--- start ---

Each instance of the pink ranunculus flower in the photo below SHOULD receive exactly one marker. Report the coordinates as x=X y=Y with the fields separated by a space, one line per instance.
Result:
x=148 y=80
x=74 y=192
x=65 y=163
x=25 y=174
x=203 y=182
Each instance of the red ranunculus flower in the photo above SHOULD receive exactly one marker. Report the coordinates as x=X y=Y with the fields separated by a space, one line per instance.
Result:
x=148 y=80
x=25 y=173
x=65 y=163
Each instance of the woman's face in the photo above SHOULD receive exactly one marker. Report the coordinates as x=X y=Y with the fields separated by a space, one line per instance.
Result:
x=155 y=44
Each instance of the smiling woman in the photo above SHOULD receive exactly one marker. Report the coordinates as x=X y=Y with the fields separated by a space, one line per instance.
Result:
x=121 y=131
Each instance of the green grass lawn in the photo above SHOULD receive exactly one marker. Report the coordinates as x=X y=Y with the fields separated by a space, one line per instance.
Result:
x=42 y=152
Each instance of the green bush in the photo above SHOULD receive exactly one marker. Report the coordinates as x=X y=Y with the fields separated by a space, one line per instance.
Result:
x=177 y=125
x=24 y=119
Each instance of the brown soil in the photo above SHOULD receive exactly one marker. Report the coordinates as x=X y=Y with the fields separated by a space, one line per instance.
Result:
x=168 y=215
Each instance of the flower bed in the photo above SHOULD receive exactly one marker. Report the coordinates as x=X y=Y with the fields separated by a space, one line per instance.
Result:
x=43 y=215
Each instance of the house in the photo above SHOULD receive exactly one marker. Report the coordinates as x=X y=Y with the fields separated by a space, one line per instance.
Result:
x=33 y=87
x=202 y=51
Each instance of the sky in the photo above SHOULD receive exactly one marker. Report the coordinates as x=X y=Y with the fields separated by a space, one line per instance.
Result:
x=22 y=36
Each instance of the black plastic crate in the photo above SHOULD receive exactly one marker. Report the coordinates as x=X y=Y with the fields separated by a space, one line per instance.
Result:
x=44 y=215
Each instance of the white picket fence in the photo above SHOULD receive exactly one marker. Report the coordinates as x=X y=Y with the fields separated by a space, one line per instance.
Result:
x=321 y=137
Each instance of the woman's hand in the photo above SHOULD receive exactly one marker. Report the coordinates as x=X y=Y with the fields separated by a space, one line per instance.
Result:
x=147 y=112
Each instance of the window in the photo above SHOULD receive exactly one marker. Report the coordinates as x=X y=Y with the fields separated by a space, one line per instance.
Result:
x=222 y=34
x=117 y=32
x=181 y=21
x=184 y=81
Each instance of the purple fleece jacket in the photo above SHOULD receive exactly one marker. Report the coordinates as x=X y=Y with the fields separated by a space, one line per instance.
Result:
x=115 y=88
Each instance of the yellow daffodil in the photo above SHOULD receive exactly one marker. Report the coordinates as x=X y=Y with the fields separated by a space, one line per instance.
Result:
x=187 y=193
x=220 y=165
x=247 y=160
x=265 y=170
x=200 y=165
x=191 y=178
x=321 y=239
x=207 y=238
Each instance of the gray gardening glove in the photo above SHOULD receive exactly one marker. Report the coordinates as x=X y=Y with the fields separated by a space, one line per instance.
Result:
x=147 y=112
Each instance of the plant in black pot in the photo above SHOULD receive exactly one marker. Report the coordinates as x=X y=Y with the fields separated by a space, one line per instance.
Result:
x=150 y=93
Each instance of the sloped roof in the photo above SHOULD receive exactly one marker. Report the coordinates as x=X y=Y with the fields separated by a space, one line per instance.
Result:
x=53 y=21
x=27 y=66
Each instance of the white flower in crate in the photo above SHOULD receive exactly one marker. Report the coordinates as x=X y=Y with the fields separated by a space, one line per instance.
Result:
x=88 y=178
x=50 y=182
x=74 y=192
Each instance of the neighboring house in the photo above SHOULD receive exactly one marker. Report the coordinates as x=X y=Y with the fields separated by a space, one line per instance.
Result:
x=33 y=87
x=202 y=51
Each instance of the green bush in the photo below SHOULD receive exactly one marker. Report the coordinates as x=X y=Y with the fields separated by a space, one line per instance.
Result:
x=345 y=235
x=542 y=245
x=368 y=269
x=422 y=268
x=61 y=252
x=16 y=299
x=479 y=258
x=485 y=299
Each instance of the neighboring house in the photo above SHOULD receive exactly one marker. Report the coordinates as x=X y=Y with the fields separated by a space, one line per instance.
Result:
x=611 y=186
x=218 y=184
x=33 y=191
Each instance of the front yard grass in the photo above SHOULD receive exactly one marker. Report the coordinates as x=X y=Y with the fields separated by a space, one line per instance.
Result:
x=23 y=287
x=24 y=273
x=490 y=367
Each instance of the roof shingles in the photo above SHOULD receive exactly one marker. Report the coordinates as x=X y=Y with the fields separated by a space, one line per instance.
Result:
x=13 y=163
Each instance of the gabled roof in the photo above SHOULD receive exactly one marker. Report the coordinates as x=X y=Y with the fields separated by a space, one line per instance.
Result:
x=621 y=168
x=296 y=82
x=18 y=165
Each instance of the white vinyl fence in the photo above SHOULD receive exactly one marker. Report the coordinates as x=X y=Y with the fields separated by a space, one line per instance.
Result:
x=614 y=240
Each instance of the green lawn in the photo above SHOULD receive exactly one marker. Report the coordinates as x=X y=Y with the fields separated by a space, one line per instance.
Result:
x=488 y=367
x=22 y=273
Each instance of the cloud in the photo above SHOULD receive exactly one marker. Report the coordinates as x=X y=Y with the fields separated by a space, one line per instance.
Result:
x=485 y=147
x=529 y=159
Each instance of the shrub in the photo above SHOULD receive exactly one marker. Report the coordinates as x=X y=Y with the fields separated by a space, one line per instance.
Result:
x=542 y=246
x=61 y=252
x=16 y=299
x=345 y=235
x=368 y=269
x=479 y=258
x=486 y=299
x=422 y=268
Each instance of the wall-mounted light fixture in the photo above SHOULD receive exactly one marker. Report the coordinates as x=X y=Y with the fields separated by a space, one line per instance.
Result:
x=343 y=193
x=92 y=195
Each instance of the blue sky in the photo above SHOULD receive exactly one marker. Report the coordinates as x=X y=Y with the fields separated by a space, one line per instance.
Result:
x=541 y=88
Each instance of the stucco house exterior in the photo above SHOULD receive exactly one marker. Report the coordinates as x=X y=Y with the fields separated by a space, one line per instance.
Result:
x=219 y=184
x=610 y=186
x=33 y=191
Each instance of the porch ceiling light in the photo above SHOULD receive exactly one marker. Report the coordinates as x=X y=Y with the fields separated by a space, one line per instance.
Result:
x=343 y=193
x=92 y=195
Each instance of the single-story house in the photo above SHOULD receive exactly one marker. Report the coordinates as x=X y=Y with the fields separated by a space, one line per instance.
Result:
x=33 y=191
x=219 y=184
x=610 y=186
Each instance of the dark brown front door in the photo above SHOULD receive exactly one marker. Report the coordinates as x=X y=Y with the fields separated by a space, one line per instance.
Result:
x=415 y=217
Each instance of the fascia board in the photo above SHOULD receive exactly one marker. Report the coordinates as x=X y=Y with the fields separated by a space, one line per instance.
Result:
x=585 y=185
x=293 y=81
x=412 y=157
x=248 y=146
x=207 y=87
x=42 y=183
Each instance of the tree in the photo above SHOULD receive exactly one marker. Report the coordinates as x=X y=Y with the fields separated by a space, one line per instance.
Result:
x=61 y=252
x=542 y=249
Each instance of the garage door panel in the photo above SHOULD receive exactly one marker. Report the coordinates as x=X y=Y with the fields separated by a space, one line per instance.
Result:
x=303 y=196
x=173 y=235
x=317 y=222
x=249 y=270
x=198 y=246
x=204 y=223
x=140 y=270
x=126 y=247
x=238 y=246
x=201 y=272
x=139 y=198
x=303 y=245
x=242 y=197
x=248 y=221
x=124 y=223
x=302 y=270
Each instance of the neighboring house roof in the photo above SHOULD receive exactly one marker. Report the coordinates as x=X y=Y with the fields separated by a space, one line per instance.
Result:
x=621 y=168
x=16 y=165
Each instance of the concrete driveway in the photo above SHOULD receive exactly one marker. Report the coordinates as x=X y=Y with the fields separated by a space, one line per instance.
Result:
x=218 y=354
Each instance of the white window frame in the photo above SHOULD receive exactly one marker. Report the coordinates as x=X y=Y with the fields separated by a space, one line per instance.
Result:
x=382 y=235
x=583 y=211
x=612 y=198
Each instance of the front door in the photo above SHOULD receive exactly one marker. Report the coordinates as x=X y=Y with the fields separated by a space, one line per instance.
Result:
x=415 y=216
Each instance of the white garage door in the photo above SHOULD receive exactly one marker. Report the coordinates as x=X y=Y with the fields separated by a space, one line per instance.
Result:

--- end ---

Directive: Give the lines of the listing above as a JSON list of strings, one string per line with blank lines omitted, beginning at the line containing "Each instance of the single-story" and continuing through the line containing "x=542 y=249".

The answer:
[
  "Each instance of the single-story house in the photo above SHOULD receive exactly one marker. Report the coordinates as x=X y=Y with the fields separated by a space, one line per instance.",
  "Result:",
  "x=33 y=191",
  "x=219 y=184",
  "x=610 y=186",
  "Each instance of the dark brown front door in the photo above SHOULD receive exactly one marker. Report the coordinates as x=X y=Y with the fields separated by a space, one line per instance.",
  "Result:",
  "x=415 y=217",
  "Each instance of the fascia board in the photo above SHOULD receive exactly one marker. Report the coordinates as x=X y=Y with the fields separated by a space, one line per instance.",
  "Result:",
  "x=585 y=185",
  "x=293 y=81",
  "x=412 y=157",
  "x=248 y=146",
  "x=207 y=87",
  "x=42 y=183",
  "Each instance of the tree in the photo above SHOULD receive exactly one marker. Report the coordinates as x=X y=Y with the fields separated by a space, one line per instance.",
  "Result:",
  "x=61 y=252",
  "x=542 y=249"
]